[Passage shown start]

On paper the Porsche 718 Cayman GT4 is just about the most delicious prospect you could imagine for this kind of money. In these days of downsized motors, forced induction and paddle shifts comes a mid-engined Porsche with a 4.0-litre, normally-aspirated flat-six engine and a six-speed manual gearbox. Two pedals are not even an option, not yet at least.
The reality of the Cayman GT4 (I still can’t get used to that pointless 718 appendage and suspect I now never will) is very little different, at least so long as you remember that this is the entry point to Porsche’s GT range and has neither the punch nor the price point of a GT3.
So hats off to the delightfully crazy people of the Porsche Motorsport department who decided not to simply turn up the boost on the 2.5-litre four-cylinder turbo motor in the Cayman GTS until the requisite 414bhp appeared on the dyno sheet (which the engine would have taken with ease). Instead it removed the turbos from the 911’s engine and both bored and stroked it out to 4.0-litres, which I think we can agree is going the extra mile.
What results is a car with less torque than Cayman GTS and because of that and the fact you can spec a double clutch transmission for the GTS, one that’s actually slower to 62mph than the GTS and no quicker to 100mph.
But if ever there were a car in which how fast it goes means nothing relative to how it goes fast, this surely is it. The engine is not savage – I expect we’ll have to wait for its GT3 application before we see that – but it is sweet and sonorous. And it makes you work: it won’t pull its hardest until 5,000rpm is on the clock, so you have to use that delicious gearbox to ensure you’re always in the right ratio, which is of course an entirely good thing. The more a car involves you, the more involving it will be.

[Passage shown end]
[Data excerpts start]

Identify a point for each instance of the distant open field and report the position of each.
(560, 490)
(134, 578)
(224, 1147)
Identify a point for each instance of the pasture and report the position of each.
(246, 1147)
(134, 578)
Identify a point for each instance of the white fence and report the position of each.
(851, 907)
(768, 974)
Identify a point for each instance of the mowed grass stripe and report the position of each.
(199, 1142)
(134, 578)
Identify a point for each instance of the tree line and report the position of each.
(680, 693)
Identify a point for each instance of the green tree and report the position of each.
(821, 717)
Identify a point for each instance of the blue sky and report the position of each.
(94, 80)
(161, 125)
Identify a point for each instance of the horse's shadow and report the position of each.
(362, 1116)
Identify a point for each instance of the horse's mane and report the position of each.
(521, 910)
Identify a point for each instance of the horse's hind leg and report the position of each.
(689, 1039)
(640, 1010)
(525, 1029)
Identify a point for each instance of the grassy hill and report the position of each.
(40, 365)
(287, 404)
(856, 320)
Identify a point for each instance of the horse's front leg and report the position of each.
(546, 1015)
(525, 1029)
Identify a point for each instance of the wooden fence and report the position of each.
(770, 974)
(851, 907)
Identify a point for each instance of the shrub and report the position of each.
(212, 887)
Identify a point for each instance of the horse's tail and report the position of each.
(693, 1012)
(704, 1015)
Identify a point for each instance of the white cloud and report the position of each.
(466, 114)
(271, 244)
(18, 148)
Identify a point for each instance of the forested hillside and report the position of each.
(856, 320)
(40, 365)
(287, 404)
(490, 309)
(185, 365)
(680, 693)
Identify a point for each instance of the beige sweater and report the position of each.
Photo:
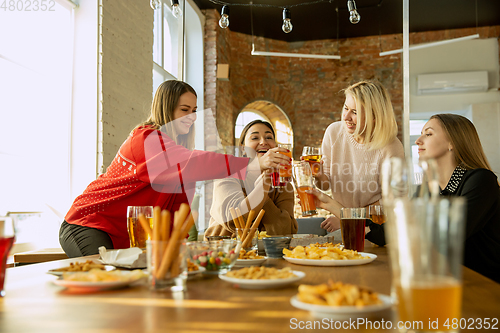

[Data excerpts end]

### [Written tasks]
**A)** Format the listing as a numbered list, omitting blank lines, starting at its first line and ending after the line containing "(704, 1015)".
**B)** Resume the Cayman GT4 review after its last sentence.
The Porsche review and the listing have nothing to do with each other.

### [Responses to the exercise]
**A)**
1. Identify a point for each instance of the distant open field and report the position of each.
2. (560, 490)
3. (134, 578)
4. (224, 1147)
5. Identify a point for each instance of the pasture and report the position of each.
6. (246, 1147)
7. (134, 578)
8. Identify a point for each instance of the white fence and report the position of each.
9. (851, 907)
10. (768, 974)
11. Identify a point for each instance of the mowed grass stripe and report the position of each.
12. (199, 1142)
13. (134, 578)
14. Identify a point for each instance of the tree line and report the position of each.
15. (680, 693)
16. Identify a point for each instance of the green tree and report the position of each.
17. (821, 717)
18. Identify a point for each instance of the blue sky and report the position of each.
19. (94, 80)
20. (161, 125)
21. Identify a point for each instance of the horse's shadow and report the position of each.
22. (362, 1116)
23. Identify a point for each instance of the horse's mane and report the position of each.
24. (521, 910)
25. Identify a point for each instance of the horse's hind leg and report the position of each.
26. (689, 1039)
27. (640, 1010)
28. (525, 1029)
29. Identify a point for each instance of the grassy hill and report the position of each.
30. (40, 365)
31. (287, 404)
32. (856, 320)
33. Identify a point for each instance of the horse's front leg and report the position of each.
34. (546, 1015)
35. (525, 1029)
36. Identify a point for each instance of the wooden fence and report the position of each.
37. (770, 974)
38. (851, 907)
39. Identify a point for each instance of the shrub and report the position of each.
40. (212, 887)
41. Identify a point for each instance of the horse's tail and report the position of each.
42. (693, 1012)
43. (704, 1015)

**B)**
Even so, and just like the 2015 Cayman GT4, the powertrain is cast as an entirely supporting role to the chassis whose suspension is modified almost beyond recognition compared to a standard Cayman, including borrowing the entire front end of the GT3. On the right road, driven with a commensurate level of commitment, the car is mesmerising. Grip levels on standard Michelin Cup 2 tyres are dazzling, the car’s balance, poise and accuracy sufficient to make normal sporting cars look and feel slow-witted and stumbling by comparison.
And yet it does this while retaining decent ride comfort, a quiet cabin and, if you so choose, all the trappings available in any other Cayman. Indeed if it were not for the Alcantara and smattering of GT4 badges in the cabin you might indeed mistake it for another Cayman in normal usage. Some will see that as a weakness, others as beguiling strength. Me? I just appreciate the fact that there still remain enough mavericks out there to fly in the face of now conventional thinking and use the money of the world’s largest automobile company produce a car where the provision of pure driving pleasure in a form you can enjoy every single day is the single over-riding priority. Enjoy it while you can.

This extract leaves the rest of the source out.